▶ _Description of the task_: Copy every line of the material below, requests included, multiplying each bounding-box coordinate in the answers by 0.75 and rounding to the nearest whole number, with halves rounded up. Keep the numbers in the requests and their format samples unchanged.

▶ _Stored data_:
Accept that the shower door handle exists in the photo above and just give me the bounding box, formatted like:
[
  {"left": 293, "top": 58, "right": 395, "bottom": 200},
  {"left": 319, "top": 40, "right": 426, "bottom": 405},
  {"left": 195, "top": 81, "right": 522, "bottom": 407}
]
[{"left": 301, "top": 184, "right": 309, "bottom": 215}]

▶ _Result below_:
Accept that the shower door handle exists in the photo above and just give me the bounding box, formatted like:
[
  {"left": 293, "top": 58, "right": 395, "bottom": 200},
  {"left": 319, "top": 40, "right": 426, "bottom": 405},
  {"left": 195, "top": 81, "right": 522, "bottom": 407}
]
[{"left": 226, "top": 138, "right": 232, "bottom": 161}]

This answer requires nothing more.